## WORK TO COMPLETE
One range is to be output from the listing below, exactly as written: the line with "Target: red jacket" to the line with "Target: folded shirt stack", both kept.

DATA TO PROCESS section start

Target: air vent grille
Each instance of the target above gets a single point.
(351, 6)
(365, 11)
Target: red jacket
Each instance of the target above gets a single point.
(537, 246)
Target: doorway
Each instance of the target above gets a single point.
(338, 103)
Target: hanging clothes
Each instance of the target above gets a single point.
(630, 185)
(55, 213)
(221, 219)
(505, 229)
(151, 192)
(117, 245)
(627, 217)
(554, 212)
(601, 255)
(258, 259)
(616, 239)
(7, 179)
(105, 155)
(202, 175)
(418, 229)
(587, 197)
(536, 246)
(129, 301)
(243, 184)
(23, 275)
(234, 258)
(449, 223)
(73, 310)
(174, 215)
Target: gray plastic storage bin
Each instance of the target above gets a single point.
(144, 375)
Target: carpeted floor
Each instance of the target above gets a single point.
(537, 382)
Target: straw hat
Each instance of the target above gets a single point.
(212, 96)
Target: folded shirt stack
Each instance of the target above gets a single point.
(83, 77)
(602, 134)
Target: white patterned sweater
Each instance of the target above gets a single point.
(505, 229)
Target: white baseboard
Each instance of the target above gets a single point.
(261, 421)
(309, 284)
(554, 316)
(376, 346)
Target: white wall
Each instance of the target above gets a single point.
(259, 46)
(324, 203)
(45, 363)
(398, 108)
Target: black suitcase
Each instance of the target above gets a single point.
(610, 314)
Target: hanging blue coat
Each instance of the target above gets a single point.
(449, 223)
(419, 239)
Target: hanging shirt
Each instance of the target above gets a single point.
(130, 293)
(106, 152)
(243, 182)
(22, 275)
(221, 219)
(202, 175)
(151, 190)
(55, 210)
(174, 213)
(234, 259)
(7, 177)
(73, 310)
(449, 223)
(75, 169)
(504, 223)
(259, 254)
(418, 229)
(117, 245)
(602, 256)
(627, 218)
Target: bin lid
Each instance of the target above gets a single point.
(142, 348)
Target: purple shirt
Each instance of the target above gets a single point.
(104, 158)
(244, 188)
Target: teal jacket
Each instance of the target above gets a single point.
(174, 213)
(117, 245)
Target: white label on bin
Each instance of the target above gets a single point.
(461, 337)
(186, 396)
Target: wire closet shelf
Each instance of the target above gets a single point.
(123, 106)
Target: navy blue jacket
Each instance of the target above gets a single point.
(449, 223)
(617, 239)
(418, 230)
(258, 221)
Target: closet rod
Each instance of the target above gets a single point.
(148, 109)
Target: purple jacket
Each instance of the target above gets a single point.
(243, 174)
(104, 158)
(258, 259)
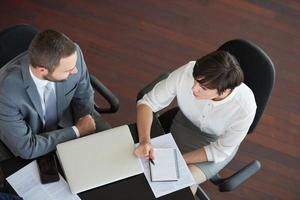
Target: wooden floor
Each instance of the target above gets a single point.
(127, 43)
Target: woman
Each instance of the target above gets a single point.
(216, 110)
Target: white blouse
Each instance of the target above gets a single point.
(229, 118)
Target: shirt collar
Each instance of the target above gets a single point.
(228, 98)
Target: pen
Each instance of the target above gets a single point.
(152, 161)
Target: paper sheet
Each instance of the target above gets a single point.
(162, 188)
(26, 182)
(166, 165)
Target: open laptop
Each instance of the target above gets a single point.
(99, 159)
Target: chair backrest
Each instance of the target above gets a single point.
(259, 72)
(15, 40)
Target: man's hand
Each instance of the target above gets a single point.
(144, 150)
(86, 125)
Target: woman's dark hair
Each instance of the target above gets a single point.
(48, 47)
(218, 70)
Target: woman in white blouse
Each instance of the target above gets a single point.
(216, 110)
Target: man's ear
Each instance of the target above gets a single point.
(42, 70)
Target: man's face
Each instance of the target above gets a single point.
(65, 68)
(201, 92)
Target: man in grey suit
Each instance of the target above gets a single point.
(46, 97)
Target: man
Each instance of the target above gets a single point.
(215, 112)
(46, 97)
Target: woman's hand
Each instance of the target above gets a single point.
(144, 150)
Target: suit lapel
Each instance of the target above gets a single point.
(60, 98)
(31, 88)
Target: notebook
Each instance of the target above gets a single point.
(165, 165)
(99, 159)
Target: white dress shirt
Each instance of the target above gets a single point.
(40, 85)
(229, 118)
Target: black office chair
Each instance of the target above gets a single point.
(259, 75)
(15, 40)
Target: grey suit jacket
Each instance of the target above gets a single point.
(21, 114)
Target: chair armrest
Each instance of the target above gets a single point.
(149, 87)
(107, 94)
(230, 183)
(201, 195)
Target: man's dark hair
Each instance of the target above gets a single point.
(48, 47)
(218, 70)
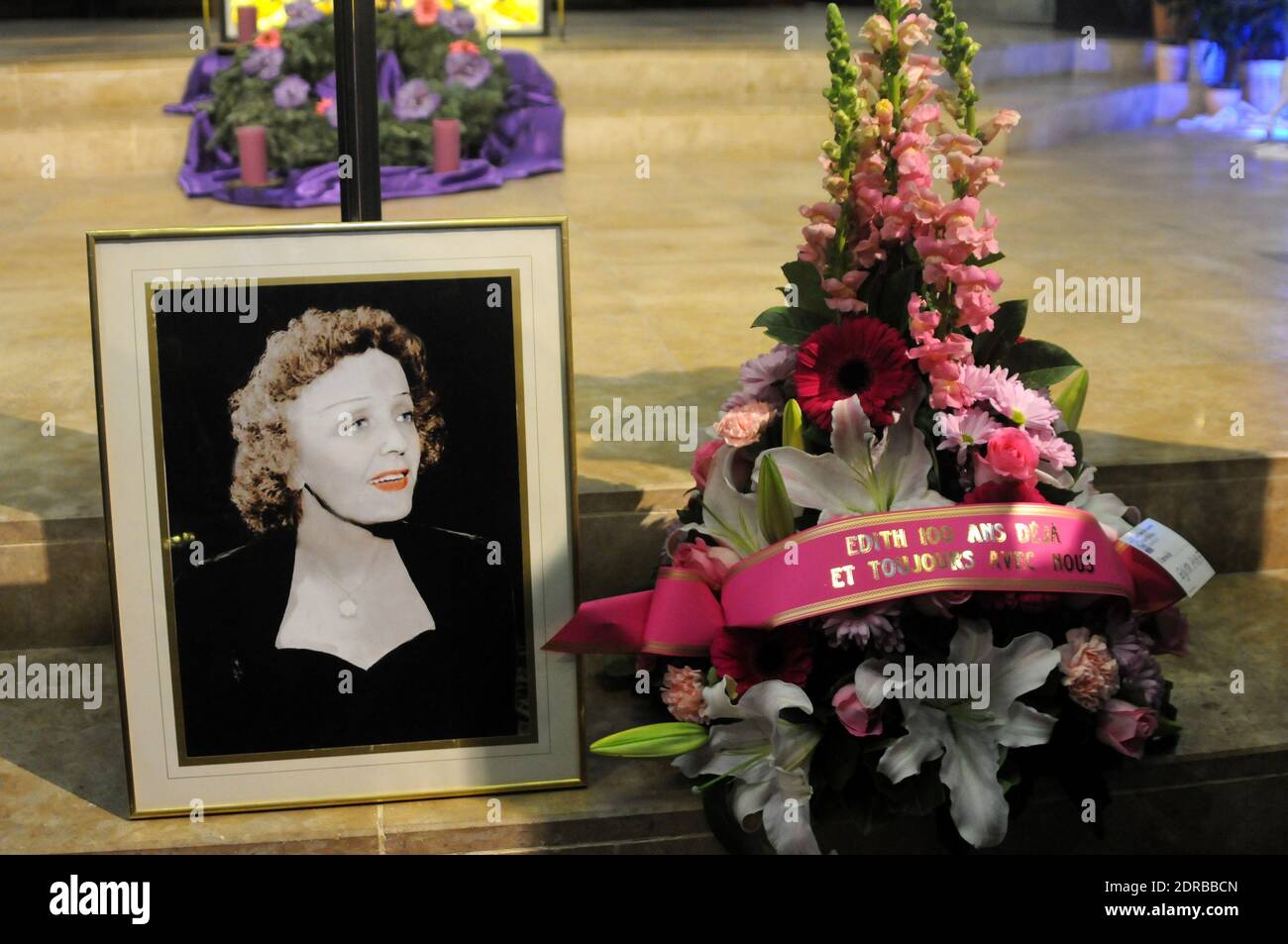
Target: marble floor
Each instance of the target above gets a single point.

DATA TO PROCESS section end
DATA TO PROCESS section start

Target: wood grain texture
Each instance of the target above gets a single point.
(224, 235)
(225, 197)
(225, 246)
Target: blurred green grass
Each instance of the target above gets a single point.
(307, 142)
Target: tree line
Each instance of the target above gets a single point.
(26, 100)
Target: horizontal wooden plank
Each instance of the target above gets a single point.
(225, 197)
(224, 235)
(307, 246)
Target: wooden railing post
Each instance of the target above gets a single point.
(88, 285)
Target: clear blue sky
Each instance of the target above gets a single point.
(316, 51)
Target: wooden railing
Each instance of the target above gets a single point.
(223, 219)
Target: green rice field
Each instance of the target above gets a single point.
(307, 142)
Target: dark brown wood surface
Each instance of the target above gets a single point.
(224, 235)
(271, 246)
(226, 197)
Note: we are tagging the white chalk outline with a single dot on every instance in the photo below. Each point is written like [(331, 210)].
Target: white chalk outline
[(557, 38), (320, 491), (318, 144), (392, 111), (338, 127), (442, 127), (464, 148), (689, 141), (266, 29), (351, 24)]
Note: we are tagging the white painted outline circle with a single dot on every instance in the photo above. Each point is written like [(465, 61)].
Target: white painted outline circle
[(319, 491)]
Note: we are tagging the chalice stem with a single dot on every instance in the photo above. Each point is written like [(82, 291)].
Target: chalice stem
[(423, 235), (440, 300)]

DATA TO PROCESS section end
DATA TO PROCESS section start

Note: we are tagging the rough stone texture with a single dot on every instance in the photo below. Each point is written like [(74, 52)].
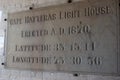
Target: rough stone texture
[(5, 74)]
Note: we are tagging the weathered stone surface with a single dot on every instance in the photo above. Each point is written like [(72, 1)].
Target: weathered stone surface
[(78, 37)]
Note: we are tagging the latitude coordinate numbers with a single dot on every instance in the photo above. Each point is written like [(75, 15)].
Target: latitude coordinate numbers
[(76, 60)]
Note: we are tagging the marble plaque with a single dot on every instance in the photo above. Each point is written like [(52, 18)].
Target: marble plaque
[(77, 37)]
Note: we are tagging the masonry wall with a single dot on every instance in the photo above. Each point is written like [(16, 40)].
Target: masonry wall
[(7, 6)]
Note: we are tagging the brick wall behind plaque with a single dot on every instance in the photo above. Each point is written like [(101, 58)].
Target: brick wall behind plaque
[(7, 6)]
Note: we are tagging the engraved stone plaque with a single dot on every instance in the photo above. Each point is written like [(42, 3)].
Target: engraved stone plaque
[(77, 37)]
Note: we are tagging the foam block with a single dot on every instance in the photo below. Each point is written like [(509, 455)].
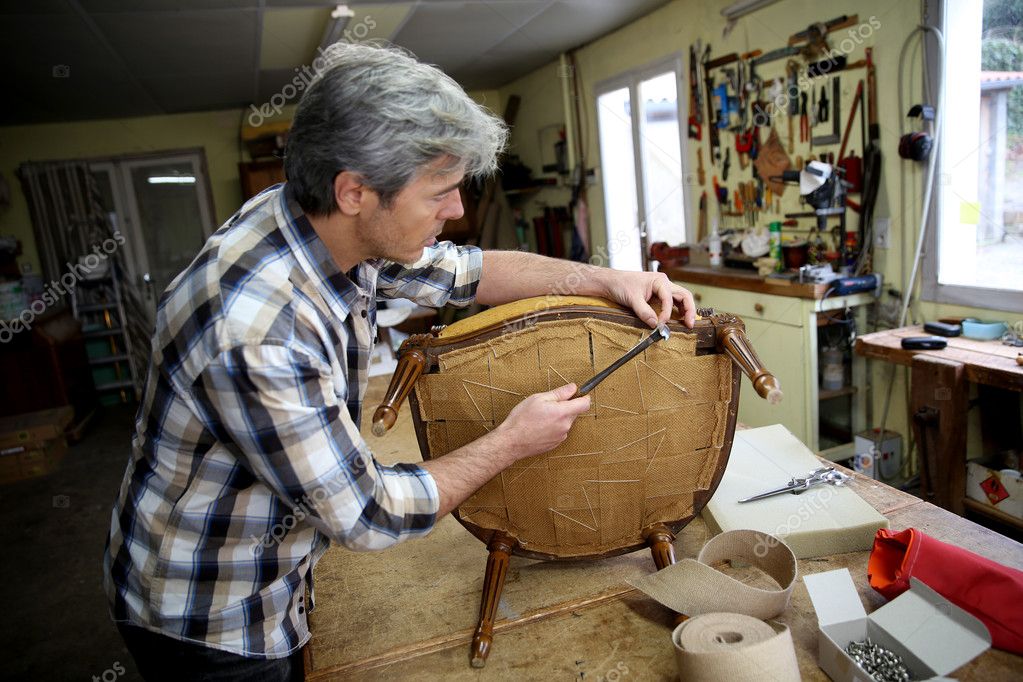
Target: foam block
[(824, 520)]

DATA TO PROCESS section end

## SOLUTION FOR THIS PROBLEM
Target: red jacket
Each instance of the target above gets a single point.
(537, 246)
Target: doorway
Each instance of the target above gets a single point.
(338, 103)
Target: hanging clothes
Each instance of the target above gets a single point.
(630, 185)
(55, 213)
(221, 219)
(505, 229)
(151, 192)
(117, 245)
(627, 217)
(554, 212)
(601, 255)
(258, 259)
(616, 239)
(7, 179)
(105, 155)
(202, 175)
(418, 229)
(587, 197)
(536, 246)
(129, 301)
(243, 184)
(23, 275)
(234, 258)
(449, 223)
(73, 310)
(174, 215)
Target: gray plastic storage bin
Each instance of the target above gets a single point.
(144, 375)
Target: carpeted floor
Each instance of the target above gets a single point.
(537, 382)
Target: straw hat
Each instance of the target above gets a single point.
(212, 96)
Target: folded shirt stack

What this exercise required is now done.